* [Data to process]:

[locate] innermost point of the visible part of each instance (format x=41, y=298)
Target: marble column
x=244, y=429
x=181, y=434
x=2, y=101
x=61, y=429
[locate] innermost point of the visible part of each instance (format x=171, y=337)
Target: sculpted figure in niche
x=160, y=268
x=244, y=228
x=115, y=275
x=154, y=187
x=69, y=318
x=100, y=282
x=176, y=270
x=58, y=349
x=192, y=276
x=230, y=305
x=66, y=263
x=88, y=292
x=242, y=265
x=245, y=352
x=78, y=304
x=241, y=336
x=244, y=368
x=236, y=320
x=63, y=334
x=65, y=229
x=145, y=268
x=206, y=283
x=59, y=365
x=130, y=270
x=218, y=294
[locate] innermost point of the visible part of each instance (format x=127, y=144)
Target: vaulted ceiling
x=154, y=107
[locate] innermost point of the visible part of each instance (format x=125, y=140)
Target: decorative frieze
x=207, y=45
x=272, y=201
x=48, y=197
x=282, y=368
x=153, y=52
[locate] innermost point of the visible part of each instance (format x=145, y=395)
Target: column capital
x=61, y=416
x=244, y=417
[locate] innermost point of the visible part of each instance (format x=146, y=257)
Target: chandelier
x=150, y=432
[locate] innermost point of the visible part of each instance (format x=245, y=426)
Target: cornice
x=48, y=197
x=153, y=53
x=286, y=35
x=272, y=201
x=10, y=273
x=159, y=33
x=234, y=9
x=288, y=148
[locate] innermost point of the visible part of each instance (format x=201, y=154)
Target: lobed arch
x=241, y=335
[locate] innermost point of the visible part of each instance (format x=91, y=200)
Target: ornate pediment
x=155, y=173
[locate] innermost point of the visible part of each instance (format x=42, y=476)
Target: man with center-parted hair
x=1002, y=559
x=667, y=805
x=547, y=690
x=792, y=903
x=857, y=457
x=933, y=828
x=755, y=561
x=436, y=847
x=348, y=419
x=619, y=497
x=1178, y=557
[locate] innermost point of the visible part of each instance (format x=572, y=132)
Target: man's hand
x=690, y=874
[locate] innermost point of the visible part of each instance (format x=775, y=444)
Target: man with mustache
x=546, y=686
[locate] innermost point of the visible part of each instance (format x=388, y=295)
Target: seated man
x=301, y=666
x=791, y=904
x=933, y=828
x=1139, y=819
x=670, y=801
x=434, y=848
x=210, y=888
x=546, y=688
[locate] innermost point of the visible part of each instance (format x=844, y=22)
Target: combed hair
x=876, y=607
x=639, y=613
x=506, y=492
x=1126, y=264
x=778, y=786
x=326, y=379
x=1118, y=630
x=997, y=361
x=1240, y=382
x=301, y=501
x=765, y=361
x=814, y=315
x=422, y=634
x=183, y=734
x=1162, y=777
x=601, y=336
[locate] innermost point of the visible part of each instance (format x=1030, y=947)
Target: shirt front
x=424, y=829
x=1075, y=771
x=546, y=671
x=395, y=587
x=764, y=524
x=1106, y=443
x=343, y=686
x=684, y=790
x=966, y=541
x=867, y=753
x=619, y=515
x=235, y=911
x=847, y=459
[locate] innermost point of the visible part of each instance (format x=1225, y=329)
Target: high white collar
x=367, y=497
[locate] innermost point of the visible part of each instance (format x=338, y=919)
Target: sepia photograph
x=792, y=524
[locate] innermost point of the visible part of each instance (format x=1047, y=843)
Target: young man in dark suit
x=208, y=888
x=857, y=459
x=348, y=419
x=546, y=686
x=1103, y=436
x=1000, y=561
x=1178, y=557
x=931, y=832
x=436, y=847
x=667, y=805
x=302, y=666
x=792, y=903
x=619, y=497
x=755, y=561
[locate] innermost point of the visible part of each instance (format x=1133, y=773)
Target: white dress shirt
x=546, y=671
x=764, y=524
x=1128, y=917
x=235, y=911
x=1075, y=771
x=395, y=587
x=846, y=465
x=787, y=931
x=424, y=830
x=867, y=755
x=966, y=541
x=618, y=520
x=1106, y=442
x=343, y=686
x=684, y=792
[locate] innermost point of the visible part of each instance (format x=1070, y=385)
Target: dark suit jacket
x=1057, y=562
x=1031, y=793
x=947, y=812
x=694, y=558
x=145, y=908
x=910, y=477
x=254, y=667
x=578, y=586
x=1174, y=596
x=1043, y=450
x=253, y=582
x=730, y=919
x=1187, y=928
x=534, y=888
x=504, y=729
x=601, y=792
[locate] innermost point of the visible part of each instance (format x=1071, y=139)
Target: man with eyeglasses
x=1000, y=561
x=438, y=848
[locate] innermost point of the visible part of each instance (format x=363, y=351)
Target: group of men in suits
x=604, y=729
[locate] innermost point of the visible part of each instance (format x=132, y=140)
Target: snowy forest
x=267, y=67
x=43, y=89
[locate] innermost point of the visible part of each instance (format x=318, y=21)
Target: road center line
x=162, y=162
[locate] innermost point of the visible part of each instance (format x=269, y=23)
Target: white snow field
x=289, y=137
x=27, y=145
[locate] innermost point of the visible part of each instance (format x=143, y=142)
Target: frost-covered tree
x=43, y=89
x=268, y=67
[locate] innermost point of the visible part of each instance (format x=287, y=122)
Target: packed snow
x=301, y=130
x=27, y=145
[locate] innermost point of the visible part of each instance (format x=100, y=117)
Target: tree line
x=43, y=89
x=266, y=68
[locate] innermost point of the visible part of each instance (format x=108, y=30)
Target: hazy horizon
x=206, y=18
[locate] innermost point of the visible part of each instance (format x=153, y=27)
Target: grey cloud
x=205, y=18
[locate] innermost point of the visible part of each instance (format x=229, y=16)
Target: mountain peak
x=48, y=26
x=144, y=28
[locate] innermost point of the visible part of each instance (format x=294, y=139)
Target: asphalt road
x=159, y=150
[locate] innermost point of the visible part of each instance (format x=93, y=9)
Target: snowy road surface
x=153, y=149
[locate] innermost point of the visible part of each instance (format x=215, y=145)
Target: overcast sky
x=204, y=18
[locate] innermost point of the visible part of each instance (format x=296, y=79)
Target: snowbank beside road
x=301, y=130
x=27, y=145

* [What you need to do]: Please render every line of the listing above as a Markdown table, leaving out blank lines, with a Row column for the row number and a Text column for the line.

* [Final result]:
| Row | Text |
|---|---|
| 1 | [locate] innermost point of the visible part of each instance (format x=41, y=298) |
| 2 | Target: marble column |
| 3 | x=244, y=429 |
| 4 | x=181, y=434 |
| 5 | x=2, y=101 |
| 6 | x=61, y=429 |
| 7 | [locate] innermost point of the visible part of each instance (format x=171, y=337) |
| 8 | Target: sculpted figure in niche |
| 9 | x=160, y=268 |
| 10 | x=244, y=228 |
| 11 | x=115, y=275 |
| 12 | x=154, y=187 |
| 13 | x=69, y=318 |
| 14 | x=100, y=282 |
| 15 | x=176, y=270 |
| 16 | x=58, y=349 |
| 17 | x=192, y=276 |
| 18 | x=230, y=305 |
| 19 | x=66, y=263 |
| 20 | x=88, y=292 |
| 21 | x=242, y=265 |
| 22 | x=245, y=352 |
| 23 | x=78, y=304 |
| 24 | x=241, y=336 |
| 25 | x=244, y=368 |
| 26 | x=236, y=320 |
| 27 | x=63, y=334 |
| 28 | x=65, y=229 |
| 29 | x=145, y=268 |
| 30 | x=206, y=283 |
| 31 | x=59, y=365 |
| 32 | x=130, y=270 |
| 33 | x=218, y=294 |
| 34 | [locate] innermost point of the visible part of each instance (format x=127, y=144) |
| 35 | Target: vaulted ceiling |
| 36 | x=154, y=107 |
| 37 | [locate] innermost point of the visible part of each instance (format x=125, y=140) |
| 38 | Target: decorative frieze |
| 39 | x=207, y=45 |
| 40 | x=272, y=201 |
| 41 | x=48, y=197 |
| 42 | x=282, y=368 |
| 43 | x=153, y=52 |
| 44 | [locate] innermost point of the visible part of each instance (format x=145, y=395) |
| 45 | Target: column capital |
| 46 | x=61, y=416 |
| 47 | x=244, y=417 |
| 48 | [locate] innermost point of the visible part of each instance (format x=146, y=257) |
| 49 | Target: chandelier |
| 50 | x=150, y=432 |
| 51 | [locate] innermost point of the visible part of each instance (format x=245, y=426) |
| 52 | Target: cornice |
| 53 | x=48, y=197 |
| 54 | x=153, y=53 |
| 55 | x=286, y=35 |
| 56 | x=272, y=201 |
| 57 | x=10, y=273 |
| 58 | x=159, y=33 |
| 59 | x=234, y=9 |
| 60 | x=288, y=148 |
| 61 | [locate] innermost point of the visible part of each instance (format x=201, y=154) |
| 62 | Target: lobed arch |
| 63 | x=241, y=335 |
| 64 | [locate] innermost point of the visible part of each instance (format x=91, y=200) |
| 65 | Target: ornate pediment |
| 66 | x=155, y=173 |
| 67 | [locate] innermost point of the visible part of each instance (format x=42, y=476) |
| 68 | Target: man with center-parted hair |
| 69 | x=1002, y=559 |
| 70 | x=667, y=805 |
| 71 | x=547, y=690 |
| 72 | x=792, y=903 |
| 73 | x=857, y=457 |
| 74 | x=933, y=828 |
| 75 | x=755, y=561 |
| 76 | x=436, y=847 |
| 77 | x=348, y=419 |
| 78 | x=619, y=497 |
| 79 | x=1178, y=557 |
| 80 | [locate] innermost point of the visible part of each instance (format x=572, y=132) |
| 81 | Target: man's hand |
| 82 | x=690, y=874 |
| 83 | [locate] innermost point of the visible part of each instance (format x=775, y=444) |
| 84 | Target: man with mustache |
| 85 | x=546, y=686 |
| 86 | [locate] innermost point of the visible part of each instance (format x=388, y=295) |
| 87 | Target: seated man |
| 88 | x=301, y=666 |
| 89 | x=791, y=904 |
| 90 | x=933, y=828 |
| 91 | x=1139, y=819 |
| 92 | x=670, y=801 |
| 93 | x=434, y=848 |
| 94 | x=210, y=888 |
| 95 | x=546, y=688 |
| 96 | [locate] innermost point of the visible part of each instance (format x=844, y=22) |
| 97 | Target: combed hair |
| 98 | x=876, y=607 |
| 99 | x=639, y=613 |
| 100 | x=506, y=492 |
| 101 | x=1126, y=264 |
| 102 | x=778, y=786 |
| 103 | x=326, y=379 |
| 104 | x=1118, y=630 |
| 105 | x=997, y=361 |
| 106 | x=1240, y=382 |
| 107 | x=301, y=501 |
| 108 | x=765, y=361 |
| 109 | x=814, y=315 |
| 110 | x=422, y=634 |
| 111 | x=183, y=734 |
| 112 | x=1162, y=777 |
| 113 | x=601, y=336 |
| 114 | [locate] innermost point of the visible part of each instance (format x=1030, y=947) |
| 115 | Target: shirt front |
| 116 | x=424, y=829 |
| 117 | x=1075, y=771 |
| 118 | x=546, y=671 |
| 119 | x=395, y=587 |
| 120 | x=764, y=524 |
| 121 | x=1106, y=443 |
| 122 | x=343, y=686 |
| 123 | x=684, y=790 |
| 124 | x=966, y=541 |
| 125 | x=867, y=753 |
| 126 | x=619, y=515 |
| 127 | x=235, y=911 |
| 128 | x=847, y=459 |
| 129 | [locate] innermost point of the visible part of each instance (format x=1225, y=329) |
| 130 | Target: high white collar |
| 131 | x=367, y=497 |
| 132 | [locate] innermost point of the visible part of each instance (format x=338, y=919) |
| 133 | Target: sepia photograph |
| 134 | x=792, y=524 |
| 135 | [locate] innermost point of the visible part of each instance (format x=1047, y=843) |
| 136 | Target: young man in dark suit |
| 137 | x=208, y=888 |
| 138 | x=857, y=459 |
| 139 | x=348, y=419 |
| 140 | x=546, y=686 |
| 141 | x=1103, y=436 |
| 142 | x=1000, y=561 |
| 143 | x=1178, y=557 |
| 144 | x=931, y=832 |
| 145 | x=436, y=847 |
| 146 | x=667, y=805 |
| 147 | x=302, y=666 |
| 148 | x=792, y=903 |
| 149 | x=619, y=497 |
| 150 | x=755, y=561 |
| 151 | [locate] innermost point of the visible part of each instance (format x=1133, y=773) |
| 152 | Target: white dress shirt |
| 153 | x=546, y=671 |
| 154 | x=764, y=524 |
| 155 | x=1128, y=917 |
| 156 | x=235, y=911 |
| 157 | x=1075, y=771 |
| 158 | x=395, y=587 |
| 159 | x=846, y=465 |
| 160 | x=787, y=931 |
| 161 | x=424, y=830 |
| 162 | x=867, y=755 |
| 163 | x=966, y=541 |
| 164 | x=618, y=520 |
| 165 | x=1106, y=442 |
| 166 | x=343, y=686 |
| 167 | x=684, y=792 |
| 168 | [locate] innermost point of the visible part of each instance (format x=1070, y=385) |
| 169 | Target: dark suit jacket |
| 170 | x=1057, y=562 |
| 171 | x=1031, y=793 |
| 172 | x=947, y=812 |
| 173 | x=694, y=558 |
| 174 | x=145, y=908 |
| 175 | x=910, y=477 |
| 176 | x=254, y=667 |
| 177 | x=578, y=586 |
| 178 | x=1174, y=596 |
| 179 | x=1043, y=450 |
| 180 | x=253, y=582 |
| 181 | x=730, y=919 |
| 182 | x=1187, y=928 |
| 183 | x=534, y=888 |
| 184 | x=504, y=729 |
| 185 | x=601, y=792 |
| 186 | [locate] innermost point of the visible part of each instance (format x=1071, y=139) |
| 187 | Target: man with eyeglasses |
| 188 | x=1000, y=561 |
| 189 | x=438, y=848 |
| 190 | [locate] innermost point of the visible part of each instance (format x=363, y=351) |
| 191 | Target: group of men in suits |
| 192 | x=604, y=729 |
| 193 | [locate] innermost point of the visible part of each instance (format x=132, y=140) |
| 194 | Target: snowy forest |
| 195 | x=267, y=67 |
| 196 | x=43, y=89 |
| 197 | [locate] innermost point of the visible part of each instance (format x=318, y=21) |
| 198 | Target: road center line |
| 199 | x=162, y=162 |
| 200 | [locate] innermost point of the visible part of each instance (format x=269, y=23) |
| 201 | Target: white snow field |
| 202 | x=289, y=137 |
| 203 | x=27, y=145 |
| 204 | [locate] innermost point of the visible part of each instance (format x=143, y=142) |
| 205 | Target: frost-covered tree |
| 206 | x=43, y=89 |
| 207 | x=268, y=67 |
| 208 | [locate] innermost point of the visible part of each instance (format x=287, y=122) |
| 209 | Target: packed snow |
| 210 | x=301, y=130 |
| 211 | x=27, y=145 |
| 212 | [locate] innermost point of the visible part of each instance (format x=100, y=117) |
| 213 | Target: tree line |
| 214 | x=43, y=89 |
| 215 | x=266, y=68 |
| 216 | [locate] innermost point of the visible part of each instance (format x=108, y=30) |
| 217 | Target: hazy horizon |
| 218 | x=206, y=18 |
| 219 | [locate] innermost point of the visible part of each instance (format x=153, y=27) |
| 220 | Target: grey cloud |
| 221 | x=205, y=18 |
| 222 | [locate] innermost point of the visible part of each instance (format x=229, y=16) |
| 223 | Target: mountain peak |
| 224 | x=48, y=26 |
| 225 | x=144, y=28 |
| 226 | [locate] innermost point of the visible part of each instance (format x=294, y=139) |
| 227 | Target: asphalt road |
| 228 | x=159, y=150 |
| 229 | [locate] innermost point of the visible part of each instance (format x=93, y=9) |
| 230 | Target: snowy road surface |
| 231 | x=153, y=149 |
| 232 | [locate] innermost point of the visible part of each instance (format x=215, y=145) |
| 233 | Target: overcast sky |
| 234 | x=204, y=18 |
| 235 | [locate] innermost point of the visible part of each instance (format x=296, y=79) |
| 236 | Target: snowbank beside road |
| 237 | x=301, y=130 |
| 238 | x=27, y=145 |